— start SOURCE EXTRACT —

To date, most studies have focused on the preservation of microbial fabrics and their OM remnants in active hot springs and documented a wide range of microbial communities that vary depending on the temperature and chemistry (including pH) of individual hot spring pools (e.g., Shiea et al., 1990; Jahnke et al., 2004; Pancost et al., 2006).
However, detailed studies of the preservation of hydrocarbons in fossilized hot spring sinters are much less common (Kaur et al., 2008; Gibson et al., 2014; Campbell et al., 2015; Reinhardt et al., 2019; Teece et al., 2020, 2022). As more ancient fossilized hot spring environments are recognized on Earth (Djokic et al., 2017, 2021) and Mars (Ruff and Farmer, 2016; Ruff et al., 2020), the need to study modern analogs becomes more pressing to fully understand the mechanisms of hydrocarbon preservation and migration throughout the diagenetic history of sinter deposit, as hydrocarbons are the most likely portion of the extractable OM to survive from the ancient Earth.

— end SOURCE EXTRACT —
— start STORED DATA —

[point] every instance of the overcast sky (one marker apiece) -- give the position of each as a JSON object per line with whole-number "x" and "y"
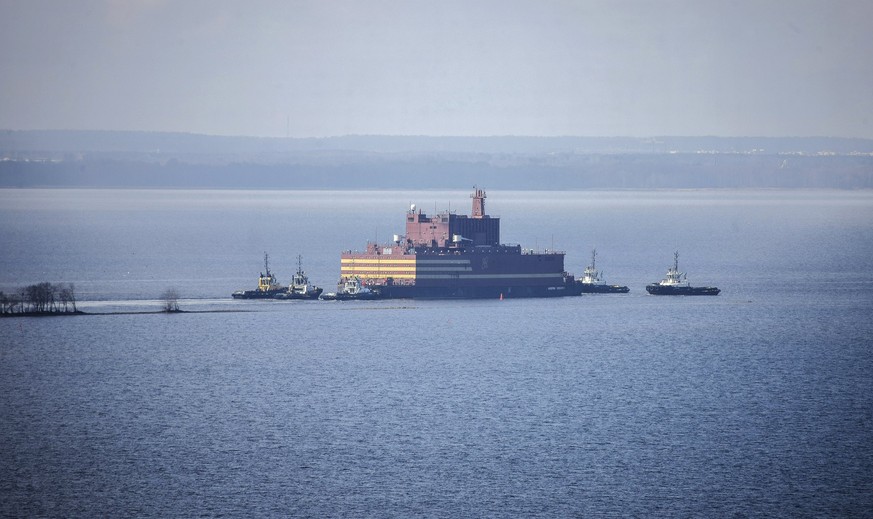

— end STORED DATA —

## REQUIRED TASKS
1. Using the passage on hot spring sinters, decide whether each statement agrees with it: (a) Most studies so far have looked at active hot springs. (b) Detailed studies of hydrocarbons in fossilized hot spring sinters are common. (c) Ancient fossilized hot spring environments are being recognized on Mars. Answer yes or no for each and quote the words from the passage that decide it.
2. Print the passage on hot spring sinters between "To date, most" and "et al., 2006).", inclusive.

## SOLUTIONS TO THE EXERCISE
1.
(a) Yes: "most studies have focused on the preservation of microbial fabrics and their OM remnants in active hot springs"
(b) No: "detailed studies of the preservation of hydrocarbons in fossilized hot spring sinters are much less common"
(c) Yes: "As more ancient fossilized hot spring environments are recognized on Earth (Djokic et al., 2017, 2021) and Mars"

2.
To date, most studies have focused on the preservation of microbial fabrics and their OM remnants in active hot springs and documented a wide range of microbial communities that vary depending on the temperature and chemistry (including pH) of individual hot spring pools (e.g., Shiea et al., 1990; Jahnke et al., 2004; Pancost et al., 2006).